*SHORT PROBLEM A*
According to the passage, what year was the movie Office Space released?

━━━━━ SELECTION ━━━━━

We all have weeks like I'm having this week. We get slammed with dinners and youth group meetings. We get bombarded by family visitors and major deadlines. We sit at our E-Trade account trying desperately to stay ahead of market volatility. Earthly things rise up to bite us and we invariable get anxious. It is good to have a prayer that puts things into perspective for us. It is a heavenly thing to discern what is earthly and what it heavenly. Then, the task is remembering which is which and holding fast only to those things that are eternal.

I'll pray for you if you pray for me.

does God not have Email?

One of my favorite movies of all-time is Mike Judge's classic, Office Space. It begins with the main character, Peter, getting railed by his boss(es) for "not getting the memo" on the new cover sheets for the TPS reports. Since this 1999 cult classic "not getting the memo" has become "not getting the Email" and I find myself wondering sometimes if God even has Email. If he does, there must be so much spam in his inbox that he often "doesn't get the Email."

Take the case of Jonah and Nineveh, for instance. God told Jonah to preach doom to this most evil city (think Vegas with Michael Vick as Mayor), and he did. So Jonah sat back and waited for the doom to take place. So he waited... and waited... and waited. Apparently God didn't get the Email that Jonah had, in fact, completed his task. Maybe God thought Jonah was still walking around Nineveh preaching.

As we know, God did "get the Email", but he got several others as well; all sorts of Emails from the people of Nineveh apologizing for their sinfulness and asking for a second chance to live out the rest of their days for the Lord. Weighing all the options, having read all the Emails, God chose to give Nineveh just that chance.

━━━━━ DATA PROVIDED ━━━━━

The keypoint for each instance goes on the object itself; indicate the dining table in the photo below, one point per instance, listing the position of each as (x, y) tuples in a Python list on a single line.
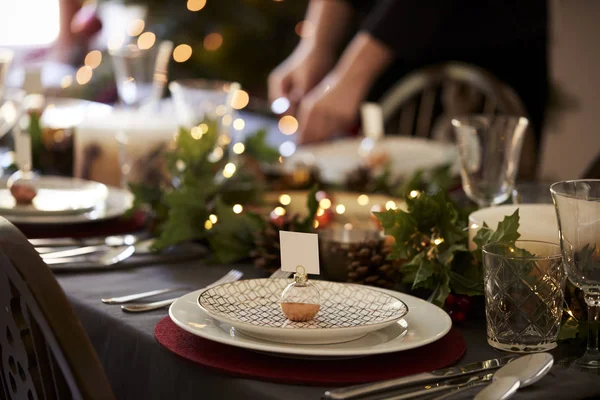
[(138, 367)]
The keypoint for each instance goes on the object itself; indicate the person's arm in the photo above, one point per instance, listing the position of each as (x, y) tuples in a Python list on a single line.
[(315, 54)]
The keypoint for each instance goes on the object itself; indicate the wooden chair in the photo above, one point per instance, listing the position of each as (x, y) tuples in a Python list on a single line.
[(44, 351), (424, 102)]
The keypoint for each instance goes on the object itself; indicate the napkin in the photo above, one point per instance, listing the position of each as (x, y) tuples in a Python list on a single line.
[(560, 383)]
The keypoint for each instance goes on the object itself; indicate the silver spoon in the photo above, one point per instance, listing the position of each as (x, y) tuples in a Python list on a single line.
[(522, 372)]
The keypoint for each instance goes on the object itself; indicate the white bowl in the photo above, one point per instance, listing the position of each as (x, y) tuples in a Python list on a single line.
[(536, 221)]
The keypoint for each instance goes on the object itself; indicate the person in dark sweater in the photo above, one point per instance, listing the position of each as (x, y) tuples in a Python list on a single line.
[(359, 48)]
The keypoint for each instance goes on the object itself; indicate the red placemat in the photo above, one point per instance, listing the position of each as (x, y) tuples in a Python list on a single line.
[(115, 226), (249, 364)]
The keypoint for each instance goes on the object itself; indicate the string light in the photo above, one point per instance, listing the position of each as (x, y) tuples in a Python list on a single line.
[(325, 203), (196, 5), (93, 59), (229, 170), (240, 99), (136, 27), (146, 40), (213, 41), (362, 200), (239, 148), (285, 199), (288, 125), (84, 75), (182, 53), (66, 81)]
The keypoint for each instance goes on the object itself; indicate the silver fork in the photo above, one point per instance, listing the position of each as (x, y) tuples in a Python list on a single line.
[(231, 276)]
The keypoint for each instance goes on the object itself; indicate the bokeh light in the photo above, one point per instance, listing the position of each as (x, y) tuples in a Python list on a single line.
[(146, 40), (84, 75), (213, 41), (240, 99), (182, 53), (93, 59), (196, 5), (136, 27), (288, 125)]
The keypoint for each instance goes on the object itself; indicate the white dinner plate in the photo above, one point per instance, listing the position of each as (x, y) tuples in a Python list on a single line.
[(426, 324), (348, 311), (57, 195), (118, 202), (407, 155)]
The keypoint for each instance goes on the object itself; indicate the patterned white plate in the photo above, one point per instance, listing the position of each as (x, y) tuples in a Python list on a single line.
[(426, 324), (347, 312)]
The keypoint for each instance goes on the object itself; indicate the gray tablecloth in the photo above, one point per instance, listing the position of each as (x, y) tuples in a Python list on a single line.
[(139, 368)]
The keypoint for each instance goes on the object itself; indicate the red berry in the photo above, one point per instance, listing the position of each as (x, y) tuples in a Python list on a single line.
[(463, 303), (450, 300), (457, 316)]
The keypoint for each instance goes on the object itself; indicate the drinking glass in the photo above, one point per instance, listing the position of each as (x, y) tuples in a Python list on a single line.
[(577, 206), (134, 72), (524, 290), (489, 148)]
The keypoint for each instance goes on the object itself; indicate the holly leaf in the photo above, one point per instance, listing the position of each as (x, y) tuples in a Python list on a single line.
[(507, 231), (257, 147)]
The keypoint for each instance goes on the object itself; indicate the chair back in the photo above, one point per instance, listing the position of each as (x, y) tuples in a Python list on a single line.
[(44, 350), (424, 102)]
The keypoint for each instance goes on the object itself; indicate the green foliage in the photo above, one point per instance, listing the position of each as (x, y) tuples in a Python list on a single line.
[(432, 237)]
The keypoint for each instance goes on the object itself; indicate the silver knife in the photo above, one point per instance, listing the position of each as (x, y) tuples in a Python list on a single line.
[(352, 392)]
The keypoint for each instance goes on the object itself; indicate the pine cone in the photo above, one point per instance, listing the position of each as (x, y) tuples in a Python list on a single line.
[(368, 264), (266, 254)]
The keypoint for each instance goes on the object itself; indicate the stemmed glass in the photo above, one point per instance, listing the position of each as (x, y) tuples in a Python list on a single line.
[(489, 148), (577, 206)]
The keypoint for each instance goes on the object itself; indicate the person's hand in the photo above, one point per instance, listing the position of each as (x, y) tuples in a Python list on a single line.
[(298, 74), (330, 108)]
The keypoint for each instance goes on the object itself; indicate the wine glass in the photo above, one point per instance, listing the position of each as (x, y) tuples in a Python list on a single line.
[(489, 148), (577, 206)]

━━━━━
━━━━━ DATA PROVIDED ━━━━━

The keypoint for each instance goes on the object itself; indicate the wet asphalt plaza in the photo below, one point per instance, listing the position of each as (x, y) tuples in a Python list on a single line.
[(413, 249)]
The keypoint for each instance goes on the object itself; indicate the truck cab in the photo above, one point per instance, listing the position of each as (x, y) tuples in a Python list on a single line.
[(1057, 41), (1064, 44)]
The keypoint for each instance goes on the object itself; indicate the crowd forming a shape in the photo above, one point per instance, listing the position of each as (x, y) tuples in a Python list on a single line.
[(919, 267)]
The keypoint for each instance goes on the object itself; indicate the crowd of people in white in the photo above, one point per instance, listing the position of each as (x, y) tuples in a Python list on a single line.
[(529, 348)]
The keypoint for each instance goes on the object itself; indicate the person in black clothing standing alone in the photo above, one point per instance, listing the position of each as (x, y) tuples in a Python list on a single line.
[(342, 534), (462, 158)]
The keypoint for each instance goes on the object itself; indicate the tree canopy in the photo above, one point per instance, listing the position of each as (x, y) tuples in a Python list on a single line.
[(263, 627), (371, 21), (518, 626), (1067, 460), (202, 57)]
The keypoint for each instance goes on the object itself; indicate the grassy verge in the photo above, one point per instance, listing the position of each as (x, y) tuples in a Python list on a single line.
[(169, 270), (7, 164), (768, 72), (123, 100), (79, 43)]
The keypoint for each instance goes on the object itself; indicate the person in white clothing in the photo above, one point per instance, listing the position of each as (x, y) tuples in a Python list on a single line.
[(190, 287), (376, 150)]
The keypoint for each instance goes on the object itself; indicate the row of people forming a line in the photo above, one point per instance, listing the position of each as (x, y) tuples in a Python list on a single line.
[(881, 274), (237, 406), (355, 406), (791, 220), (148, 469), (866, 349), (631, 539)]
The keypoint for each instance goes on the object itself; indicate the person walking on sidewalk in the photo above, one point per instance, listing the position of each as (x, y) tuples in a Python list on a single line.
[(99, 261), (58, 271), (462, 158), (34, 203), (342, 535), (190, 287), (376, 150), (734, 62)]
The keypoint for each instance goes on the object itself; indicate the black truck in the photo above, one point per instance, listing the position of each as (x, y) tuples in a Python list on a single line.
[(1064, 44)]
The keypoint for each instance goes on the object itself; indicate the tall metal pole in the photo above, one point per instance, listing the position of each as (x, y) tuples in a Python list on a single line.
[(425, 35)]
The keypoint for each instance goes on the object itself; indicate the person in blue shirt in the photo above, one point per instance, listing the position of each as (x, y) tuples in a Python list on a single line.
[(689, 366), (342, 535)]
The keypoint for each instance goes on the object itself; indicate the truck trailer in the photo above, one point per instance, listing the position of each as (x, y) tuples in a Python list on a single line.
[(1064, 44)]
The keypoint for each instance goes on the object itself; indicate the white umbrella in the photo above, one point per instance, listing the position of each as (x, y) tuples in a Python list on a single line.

━━━━━

*SHORT PROBLEM B*
Count the lines of the records that contain the string "forming", treating uppercase and lowercase as different, and give only the number.

*WRITTEN ANSWER A*
1999

*WRITTEN ANSWER B*
2